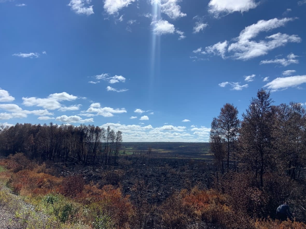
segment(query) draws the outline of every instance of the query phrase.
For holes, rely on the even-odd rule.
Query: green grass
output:
[[[5,168],[3,167],[3,166],[0,165],[0,173],[1,173],[1,172],[4,172],[5,171],[6,171],[6,169]]]

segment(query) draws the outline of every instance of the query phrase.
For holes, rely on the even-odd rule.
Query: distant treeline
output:
[[[237,108],[225,104],[210,134],[218,169],[229,170],[232,162],[233,170],[250,172],[261,187],[265,174],[298,180],[306,165],[306,111],[299,103],[272,105],[270,96],[259,90],[241,121]]]
[[[122,141],[122,133],[93,125],[59,125],[17,123],[0,126],[0,152],[6,155],[31,152],[44,160],[72,158],[92,162],[109,163],[116,159]]]

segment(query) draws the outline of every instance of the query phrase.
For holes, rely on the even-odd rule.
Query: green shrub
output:
[[[110,217],[106,215],[97,216],[92,222],[95,229],[112,229],[114,228],[114,225]]]

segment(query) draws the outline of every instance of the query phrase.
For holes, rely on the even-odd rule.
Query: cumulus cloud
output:
[[[125,78],[122,75],[117,75],[107,78],[108,82],[110,83],[115,83],[119,82],[125,82]]]
[[[49,112],[46,109],[28,111],[23,110],[18,105],[12,104],[0,104],[0,110],[12,112],[11,113],[2,113],[2,119],[9,119],[14,118],[25,118],[28,117],[28,114],[39,116],[53,114],[53,113]]]
[[[306,83],[306,75],[297,75],[278,77],[263,86],[272,91],[285,90],[288,87],[296,87]]]
[[[284,26],[288,22],[295,19],[285,18],[260,20],[245,27],[240,32],[239,36],[233,39],[236,42],[230,44],[228,48],[229,43],[225,41],[207,47],[205,50],[209,53],[220,56],[223,58],[226,52],[232,52],[233,54],[230,56],[230,57],[244,60],[266,55],[269,51],[284,46],[288,42],[299,43],[302,39],[297,35],[280,33],[266,36],[265,39],[258,41],[254,40],[254,38],[262,32],[269,32]]]
[[[177,30],[175,31],[175,32],[180,35],[180,36],[178,37],[179,40],[182,40],[186,38],[186,36],[184,35],[185,33],[184,32]]]
[[[143,125],[143,123],[141,123]],[[124,141],[127,142],[189,142],[207,141],[209,132],[202,134],[191,134],[186,132],[185,126],[174,126],[171,125],[154,127],[151,125],[125,125],[120,123],[107,123],[101,127],[107,128],[109,126],[115,131],[122,132]]]
[[[153,26],[153,32],[158,35],[174,33],[175,31],[174,25],[168,21],[160,19],[151,23]]]
[[[115,91],[116,92],[123,92],[129,90],[129,89],[117,89],[110,86],[108,86],[106,87],[106,89],[107,91]]]
[[[51,119],[55,119],[55,118],[52,117],[49,117],[48,116],[41,116],[37,118],[39,120],[50,120]]]
[[[94,13],[93,5],[88,5],[91,0],[70,0],[68,4],[71,9],[77,14],[86,14],[89,16]]]
[[[296,56],[293,53],[287,56],[287,58],[276,59],[274,60],[262,60],[260,61],[260,64],[280,64],[286,67],[292,64],[298,64],[299,60],[296,58],[299,56]]]
[[[267,82],[267,81],[268,81],[269,76],[267,76],[267,77],[264,78],[263,79],[263,82]]]
[[[69,107],[62,107],[58,109],[61,111],[77,111],[80,110],[80,107],[82,106],[81,104],[76,105],[72,105]]]
[[[15,53],[13,54],[12,56],[14,56],[18,57],[22,57],[23,58],[33,58],[33,57],[38,58],[39,57],[39,54],[37,53]]]
[[[145,112],[144,111],[143,111],[141,109],[140,109],[139,108],[137,108],[136,109],[135,111],[134,111],[134,112],[135,113],[139,113],[139,114],[142,114],[143,113]]]
[[[297,2],[297,5],[300,6],[305,4],[306,4],[306,0],[302,0]]]
[[[248,87],[248,84],[241,85],[240,82],[222,82],[218,85],[221,87],[224,87],[228,85],[229,85],[232,87],[231,90],[235,91],[241,91],[243,89],[246,88]]]
[[[172,19],[185,17],[187,15],[181,12],[181,6],[177,4],[179,0],[151,0],[152,5],[157,4],[162,13],[166,14]]]
[[[95,103],[92,104],[86,111],[81,111],[81,114],[88,116],[88,115],[85,114],[87,113],[95,113],[97,115],[108,117],[113,117],[114,114],[122,114],[126,112],[126,110],[124,108],[114,109],[108,107],[102,107],[99,103]]]
[[[60,102],[64,101],[73,101],[77,98],[77,96],[64,92],[50,94],[46,98],[22,97],[23,100],[22,104],[27,107],[36,106],[46,109],[55,110],[65,107]]]
[[[139,120],[149,120],[149,117],[147,115],[144,115],[140,117]]]
[[[211,0],[208,3],[208,12],[218,17],[221,15],[234,12],[246,12],[257,7],[258,3],[254,0]]]
[[[105,0],[103,7],[109,14],[118,14],[122,8],[127,7],[136,0]]]
[[[0,102],[12,102],[15,98],[9,95],[7,91],[0,88]]]
[[[246,75],[244,76],[244,81],[248,82],[252,82],[254,81],[254,78],[256,75],[255,74],[252,74],[251,75]]]
[[[287,70],[282,73],[283,75],[291,75],[297,71],[295,70]]]
[[[226,48],[228,45],[228,42],[226,40],[223,42],[218,42],[213,45],[208,46],[205,48],[205,50],[207,53],[220,56],[224,59]]]
[[[79,116],[77,115],[72,115],[72,116],[67,116],[66,115],[62,115],[57,117],[56,118],[55,118],[55,120],[66,123],[73,123],[76,122],[79,123],[91,122],[94,121],[94,119],[92,118],[83,119]]]
[[[208,23],[204,23],[201,21],[198,21],[196,23],[196,25],[193,27],[193,33],[197,33],[200,31],[203,31],[208,26]]]

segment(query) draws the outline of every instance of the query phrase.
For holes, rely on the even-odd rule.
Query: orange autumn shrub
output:
[[[22,153],[10,154],[6,158],[0,160],[0,165],[7,169],[16,173],[25,169],[32,169],[35,166],[35,163],[27,158]]]
[[[115,188],[111,185],[105,185],[99,191],[95,189],[96,187],[94,187],[91,193],[94,193],[97,198],[90,205],[95,214],[102,215],[107,213],[118,228],[127,227],[129,217],[132,213],[129,196],[124,197],[119,188]],[[88,188],[88,186],[86,187]],[[100,194],[98,195],[99,193]]]
[[[306,228],[306,224],[303,223],[290,220],[281,222],[278,220],[257,220],[255,227],[256,229],[302,229]]]
[[[15,193],[36,195],[52,191],[59,186],[62,180],[48,174],[25,170],[12,175],[10,183]]]

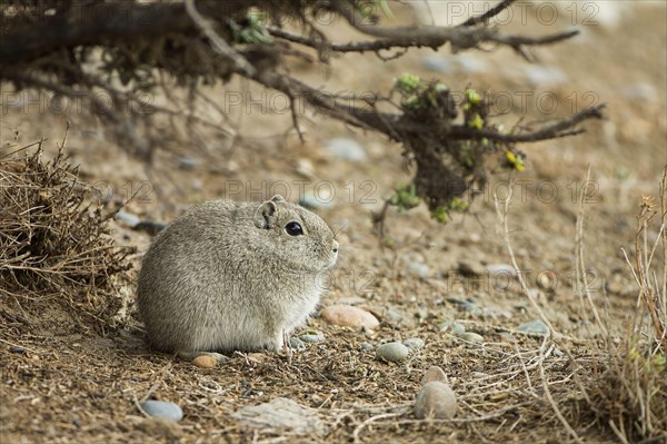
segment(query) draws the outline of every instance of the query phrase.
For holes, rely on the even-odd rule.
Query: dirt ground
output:
[[[509,97],[510,112],[501,117],[508,126],[520,118],[552,119],[585,105],[607,103],[607,119],[586,124],[586,134],[524,146],[527,170],[514,177],[508,214],[511,246],[526,282],[555,328],[569,338],[568,353],[587,363],[578,369],[568,364],[563,347],[515,332],[538,318],[518,279],[484,273],[488,265],[511,264],[492,198],[494,191],[506,195],[507,174],[494,177],[470,214],[446,226],[430,220],[424,208],[390,211],[391,245],[382,248],[369,210],[377,210],[409,171],[404,169],[401,148],[377,135],[305,110],[301,144],[290,130],[290,117],[267,109],[270,93],[261,96],[253,86],[232,82],[208,91],[208,97],[219,105],[231,103],[230,93],[256,99],[255,106],[228,109],[239,137],[176,128],[180,138],[165,140],[153,165],[147,166],[118,148],[86,112],[71,108],[67,116],[53,114],[42,105],[16,105],[13,99],[9,106],[6,93],[11,90],[0,85],[0,149],[18,130],[20,145],[47,138],[44,156],[52,156],[69,119],[67,151],[80,164],[80,178],[96,184],[111,203],[130,198],[123,210],[143,219],[168,221],[217,197],[259,199],[279,190],[293,201],[301,184],[306,190],[329,187],[336,193],[335,205],[317,211],[339,230],[341,253],[322,305],[351,303],[381,320],[376,330],[356,332],[315,316],[295,334],[318,330],[326,336],[323,343],[307,344],[293,355],[238,353],[227,364],[202,369],[149,351],[132,305],[123,326],[106,336],[77,326],[67,315],[49,317],[57,312],[32,314],[31,323],[1,318],[0,442],[574,442],[545,387],[584,442],[617,442],[610,427],[596,421],[577,386],[578,378],[606,363],[598,358],[600,330],[580,299],[574,250],[578,196],[590,166],[584,205],[586,267],[595,303],[605,306],[611,334],[623,336],[637,305],[637,288],[621,248],[634,250],[639,201],[643,195],[657,195],[667,164],[666,8],[661,2],[641,3],[625,11],[616,27],[583,24],[584,10],[573,23],[564,9],[552,24],[540,27],[531,16],[536,10],[527,10],[526,22],[515,20],[507,29],[540,33],[577,24],[583,30],[571,41],[536,49],[539,63],[532,68],[507,49],[458,56],[416,50],[387,62],[370,55],[346,56],[332,60],[328,72],[296,67],[306,80],[358,93],[388,90],[405,71],[439,77],[455,90],[471,85]],[[337,40],[352,37],[341,24],[332,26],[330,34]],[[438,57],[449,63],[449,72],[425,66],[425,60]],[[454,61],[459,58],[465,62]],[[220,118],[211,109],[201,112]],[[335,137],[357,140],[368,160],[332,156],[325,141]],[[132,256],[136,267],[122,288],[131,299],[151,237],[121,221],[112,229],[120,244],[138,248]],[[478,268],[482,272],[476,275]],[[13,303],[3,298],[0,304]],[[451,320],[482,335],[484,343],[448,335],[441,324]],[[379,362],[374,349],[360,348],[365,342],[376,346],[410,337],[426,345],[399,364]],[[23,351],[17,353],[16,347]],[[421,377],[432,365],[445,369],[459,398],[454,421],[418,421],[412,413]],[[145,417],[138,403],[147,397],[179,404],[183,420],[170,424]],[[321,427],[299,435],[252,428],[231,416],[276,397],[312,408]],[[654,442],[660,438],[665,436]]]

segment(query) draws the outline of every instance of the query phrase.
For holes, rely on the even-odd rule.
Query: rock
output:
[[[534,319],[524,323],[517,327],[517,332],[531,333],[535,335],[546,336],[549,334],[549,326],[541,319]]]
[[[329,324],[355,328],[377,328],[380,322],[365,309],[351,305],[330,305],[320,313]]]
[[[415,401],[415,416],[419,420],[449,420],[456,415],[457,408],[456,394],[449,385],[439,381],[427,383]]]
[[[327,341],[325,335],[318,332],[306,333],[305,335],[301,335],[299,337],[305,343],[323,343],[325,341]]]
[[[470,313],[474,316],[477,316],[482,313],[482,309],[479,308],[472,300],[469,299],[459,299],[457,297],[448,297],[447,302],[458,305],[460,308],[464,308],[467,313]]]
[[[489,264],[486,270],[491,277],[517,277],[517,269],[509,264]]]
[[[303,341],[299,339],[298,337],[290,337],[289,338],[289,346],[292,349],[298,349],[298,351],[305,351],[306,349],[306,344],[303,344]]]
[[[310,159],[301,157],[297,160],[297,172],[308,179],[312,179],[315,177],[315,166]]]
[[[431,366],[421,378],[421,385],[426,385],[428,383],[432,383],[434,381],[438,381],[440,383],[447,384],[447,374],[445,371],[437,365]]]
[[[331,156],[342,160],[361,162],[366,161],[368,158],[364,147],[361,147],[357,140],[347,137],[337,137],[335,139],[326,140],[325,146]]]
[[[440,73],[450,73],[452,70],[451,63],[445,60],[441,56],[426,57],[424,59],[424,67]]]
[[[179,422],[183,418],[183,411],[177,404],[166,401],[148,399],[141,403],[141,410],[149,416]]]
[[[139,217],[125,211],[118,211],[116,216],[113,216],[113,218],[116,220],[120,220],[130,228],[133,228],[141,223],[141,219]]]
[[[620,93],[630,100],[636,101],[656,101],[659,95],[656,88],[650,83],[630,83],[620,89]]]
[[[469,343],[481,344],[484,343],[484,336],[478,335],[477,333],[466,332],[459,336],[461,339],[467,341]]]
[[[557,284],[556,273],[551,270],[541,272],[537,275],[535,282],[544,290],[554,290]]]
[[[408,357],[409,353],[409,348],[401,343],[388,343],[376,349],[376,357],[389,363],[398,363]]]
[[[180,169],[183,169],[186,171],[191,171],[197,167],[197,164],[199,164],[199,161],[190,156],[181,156],[178,159],[178,166]]]
[[[317,191],[308,190],[299,197],[299,205],[310,208],[334,208],[336,206],[335,198],[331,194],[331,189],[327,187],[320,187]]]
[[[218,359],[212,356],[201,355],[192,359],[192,364],[199,368],[213,368],[216,365],[218,365]]]
[[[454,320],[445,320],[444,323],[438,324],[438,326],[440,327],[440,332],[450,333],[455,336],[460,336],[466,333],[466,327]]]
[[[417,312],[415,312],[415,317],[419,320],[426,320],[428,318],[428,310],[419,308]]]
[[[369,349],[372,349],[372,348],[374,348],[374,346],[369,342],[364,342],[364,343],[359,344],[359,349],[361,352],[368,352]]]
[[[336,298],[336,303],[344,304],[344,305],[359,305],[359,304],[366,304],[367,300],[366,300],[366,298],[364,298],[361,296],[344,296],[344,297]]]
[[[410,337],[404,341],[404,345],[412,352],[424,348],[424,339],[420,337]]]
[[[241,424],[253,428],[282,428],[296,435],[321,434],[325,426],[317,411],[285,398],[277,397],[269,403],[248,405],[231,414]],[[283,435],[281,433],[281,435]],[[290,441],[290,440],[287,440]]]
[[[522,67],[522,70],[528,81],[536,86],[558,86],[568,81],[567,75],[554,67],[527,65]],[[554,100],[556,100],[556,96],[554,96]],[[545,107],[552,106],[547,105],[548,102],[549,100],[545,100]]]
[[[458,270],[464,276],[479,276],[484,274],[485,268],[477,260],[461,259],[458,264]]]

§ §

TASK STATEMENT
Locate each line in the entries that contains the word "green", and copy those lines out in full.

EXERCISE OUTPUT
Query: green grass
Query: green shrub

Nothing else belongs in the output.